* PROMPT
Reproduce the records below line for line, with no changes. Omit the pictures from your output.

··· DATASET RECORDS

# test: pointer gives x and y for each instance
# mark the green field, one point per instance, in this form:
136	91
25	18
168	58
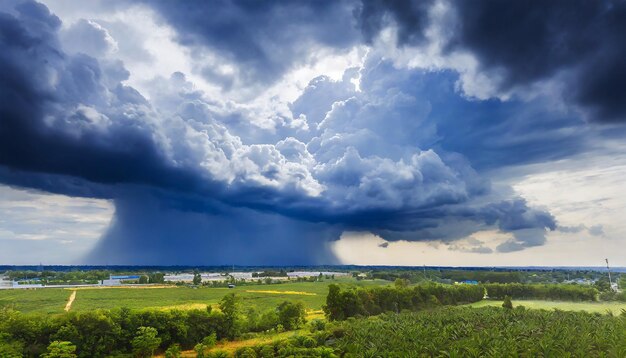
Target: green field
52	300
601	307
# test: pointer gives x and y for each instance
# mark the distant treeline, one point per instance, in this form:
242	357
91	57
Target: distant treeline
59	276
341	304
556	292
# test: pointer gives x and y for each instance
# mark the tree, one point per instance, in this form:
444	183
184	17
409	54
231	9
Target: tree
60	349
146	341
291	315
507	302
210	341
333	307
197	279
231	308
173	351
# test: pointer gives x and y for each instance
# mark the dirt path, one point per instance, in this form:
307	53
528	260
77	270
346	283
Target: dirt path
70	301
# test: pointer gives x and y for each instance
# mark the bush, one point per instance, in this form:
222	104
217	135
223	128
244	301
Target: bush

······

* IN RESPONSE
# test: pointer gives x and y for each instance
# mark the green field, one point per instance, in this form:
136	91
25	18
168	58
Target: green field
52	300
601	307
# test: pointer gives x and y for each instance
# mark the distant treeline, one point per instance, in this form:
242	357
91	57
Target: distant treeline
59	276
341	304
556	292
# test: pointer gives x and y for each instance
# mark the tree, one point per instance, in this form:
444	183
184	17
409	54
231	9
Target: tree
60	349
146	341
291	315
507	302
210	341
333	307
197	279
231	308
173	351
# test: pointer gives x and y for each instance
# mark the dirt path, one point per instance, in this form:
307	53
528	260
77	270
346	283
Target: dirt path
70	301
# test: pointer gives x and y for each instance
# mark the bush, one point per instance, in this form:
222	104
217	135
223	128
244	301
Target: bush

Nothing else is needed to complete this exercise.